● **Document extract**:

┄┄┄┄┄┄┄┄┄┄┄┄┄┄┄┄┄┄┄┄

Manchester bomber, Salman Abedi, and his father traveled to Libya in 2011 to fight against the Gaddafi government with the approval of the British security establishment.
British Prime Minister Theresa May was at that time Interior Minister with direct responsibility for MI5 and the rest of the UK’s internal security apparatus. Abedi’s father, who has since been arrested along with a younger son in connection with the attack, was one of a large group of Libyan Islamic Fighting Group (LIFG) members who had been allowed to settle in the UK.
Britain’s MI5 assisted members of the LIFG to travel to Libya to join the fight against Gaddafi. In addition, the young Abedi also went to fight in Syria, a conflict in which Britain sides with the jihadists fighting against Assad’s government. Indeed, it seems that young Abedi was such a clearly dangerous individual that he was reported by members of the Libyan exile community to the authorities at least five times as an obvious extremist threat.
An article on the Middle East Eye news site states that:
The British government operated an “open door” policy that allowed Libyan exiles and British-Libyan citizens to join the 2011 uprising that toppled Muammar Gaddafi even though some had been subject to counter-terrorism control orders.
The article is topped by a picture of a mural in Tripoli, Libya that praises the Manchester Fighters in both English and Arabic.
The UK Telegraph informs us that several members of the LIFG lived near Abedi in Manchester:
Among them was Abd al-Baset Azzouz, a father-of-four from Manchester, who left Britain to run a terrorist network in Libya overseen by Ayman al-Zawahiri, Osama bin Laden’s successor as leader of al-Qaeda.
The Telegraph also noted that Azzouz was an expert bomb-maker.
The UK and US has a history of “stocking up” on these extremist types to be later used against governments that they wish to regime change. Such people are welcomed as asylum seekers while worthy refugees, like Christians fleeing Iraq and Syria, are often denied.

┄┄┄┄┄┄┄┄┄┄┄┄┄┄┄┄┄┄┄┄

● **Written instruction 1**: In the text on the Manchester bomber, how many times was the young Abedi reported to the authorities as an extremist threat?

┄┄┄┄┄┄┄┄┄┄┄┄┄┄┄┄┄┄┄┄

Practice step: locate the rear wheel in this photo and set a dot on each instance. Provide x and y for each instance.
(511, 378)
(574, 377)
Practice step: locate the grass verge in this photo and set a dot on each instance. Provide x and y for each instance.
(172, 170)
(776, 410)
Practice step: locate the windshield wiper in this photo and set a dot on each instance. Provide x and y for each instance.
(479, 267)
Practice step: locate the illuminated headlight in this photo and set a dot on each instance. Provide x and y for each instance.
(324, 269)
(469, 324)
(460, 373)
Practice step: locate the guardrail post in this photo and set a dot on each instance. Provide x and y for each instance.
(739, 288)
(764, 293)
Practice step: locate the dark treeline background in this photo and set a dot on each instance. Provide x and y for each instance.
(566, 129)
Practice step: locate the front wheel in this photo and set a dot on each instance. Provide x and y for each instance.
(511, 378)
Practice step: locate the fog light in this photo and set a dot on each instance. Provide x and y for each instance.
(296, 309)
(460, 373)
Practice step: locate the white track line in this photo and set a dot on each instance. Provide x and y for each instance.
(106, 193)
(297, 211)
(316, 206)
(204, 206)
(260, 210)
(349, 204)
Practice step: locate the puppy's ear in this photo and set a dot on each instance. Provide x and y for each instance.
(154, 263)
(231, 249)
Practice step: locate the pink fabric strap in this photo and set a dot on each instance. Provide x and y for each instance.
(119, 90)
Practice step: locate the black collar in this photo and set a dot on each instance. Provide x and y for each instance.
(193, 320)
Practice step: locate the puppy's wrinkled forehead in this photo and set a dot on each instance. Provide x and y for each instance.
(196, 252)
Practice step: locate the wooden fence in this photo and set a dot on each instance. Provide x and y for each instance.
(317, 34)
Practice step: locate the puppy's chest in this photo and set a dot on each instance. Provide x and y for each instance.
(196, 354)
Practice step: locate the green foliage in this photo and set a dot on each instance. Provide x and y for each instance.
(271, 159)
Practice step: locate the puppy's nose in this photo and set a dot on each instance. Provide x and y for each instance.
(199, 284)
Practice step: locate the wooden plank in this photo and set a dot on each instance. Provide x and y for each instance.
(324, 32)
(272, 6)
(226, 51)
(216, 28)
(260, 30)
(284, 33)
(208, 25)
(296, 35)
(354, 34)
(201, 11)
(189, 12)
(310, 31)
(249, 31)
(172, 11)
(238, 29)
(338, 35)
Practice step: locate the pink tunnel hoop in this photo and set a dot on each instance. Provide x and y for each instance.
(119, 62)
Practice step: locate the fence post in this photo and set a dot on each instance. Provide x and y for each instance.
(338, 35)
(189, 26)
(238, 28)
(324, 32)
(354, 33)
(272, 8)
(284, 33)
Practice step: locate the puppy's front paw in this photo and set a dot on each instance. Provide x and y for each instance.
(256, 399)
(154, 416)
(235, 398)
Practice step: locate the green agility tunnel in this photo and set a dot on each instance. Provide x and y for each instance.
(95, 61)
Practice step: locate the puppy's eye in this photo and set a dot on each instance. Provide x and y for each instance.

┄┄┄┄┄┄┄┄┄┄┄┄┄┄┄┄┄┄┄┄

● **Written instruction 2**: Report how many lines of the entries contain the string "wooden", matching case exactly. Give only the number.

● **Reply 1**: At least five times.

● **Reply 2**: 2